On 7/30/25 2:17 AM, ma bing wrote:
NIST has approved HQC (Hamming Quasi-Cyclic) in addition to the already approved ciphers, I suggest to switch from ECC+Kyber to HQC+Kyber; Since ECC is vulnerable to quantum computer, using ECC+Kyber is likely a false positive, so I think HQC+Kyber is better. In conclusion, I think there are 3 concerns.

Eric already addressed the main concern. Hybrid is to give us confidence to deploy these new algorithms.

The other issue is HQC is also significantly larger than ML-KEM*. Part of what makes hybrid doable is that ECC is realtively small, so adding it does not add significant size over ML-KEM's own keys. Performance was such that Amazon found that they could 'just do it' and keep chugging. That removes a significant barrier to deployment.

**PROBLEM SET**
1. According to the mailing list reply, what is the purpose of a hybrid approach?
2. From the mailing list reply, extract the passage starting at "The other issue" and ending at "barrier to deployment.".

Records:
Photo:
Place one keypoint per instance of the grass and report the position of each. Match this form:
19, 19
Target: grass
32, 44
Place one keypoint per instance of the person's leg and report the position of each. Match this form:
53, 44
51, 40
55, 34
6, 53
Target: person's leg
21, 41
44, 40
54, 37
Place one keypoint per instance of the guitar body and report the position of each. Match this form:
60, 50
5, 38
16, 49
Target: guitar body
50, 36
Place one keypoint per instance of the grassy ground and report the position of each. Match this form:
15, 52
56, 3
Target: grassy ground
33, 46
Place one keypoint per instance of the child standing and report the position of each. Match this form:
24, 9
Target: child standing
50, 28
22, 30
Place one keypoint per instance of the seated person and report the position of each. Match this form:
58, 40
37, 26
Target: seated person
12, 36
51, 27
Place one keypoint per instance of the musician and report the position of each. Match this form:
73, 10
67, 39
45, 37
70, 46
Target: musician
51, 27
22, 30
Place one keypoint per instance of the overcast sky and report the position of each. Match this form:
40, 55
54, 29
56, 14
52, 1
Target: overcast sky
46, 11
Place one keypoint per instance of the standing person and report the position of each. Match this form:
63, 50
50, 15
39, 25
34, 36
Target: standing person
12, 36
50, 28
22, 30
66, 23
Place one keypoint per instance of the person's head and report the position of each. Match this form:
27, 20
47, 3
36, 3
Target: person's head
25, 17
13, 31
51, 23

**RESPONSE LIST**
1. Hybrid is meant to give confidence to deploy these new algorithms.

2.
The other issue is HQC is also significantly larger than ML-KEM*. Part of what makes hybrid doable is that ECC is realtively small, so adding it does not add significant size over ML-KEM's own keys. Performance was such that Amazon found that they could 'just do it' and keep chugging. That removes a significant barrier to deployment.